--- OBJECTIF DE L'EXERCICE ---
Réécrivez toutes les entrées ci-dessous en remplaçant « Detections » par « Results », sans rien modifier d'autre, s'il vous plaît.

-----

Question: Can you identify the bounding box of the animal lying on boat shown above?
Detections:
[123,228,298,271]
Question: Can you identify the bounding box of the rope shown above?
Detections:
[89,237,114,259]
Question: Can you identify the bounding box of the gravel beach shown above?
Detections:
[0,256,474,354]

-----

--- RÉPONSE COMPLÈTE ---
Question: Can you identify the bounding box of the animal lying on boat shown above?
Results:
[123,228,298,271]
Question: Can you identify the bounding box of the rope shown above?
Results:
[89,237,114,259]
Question: Can you identify the bounding box of the gravel beach shown above?
Results:
[0,256,474,354]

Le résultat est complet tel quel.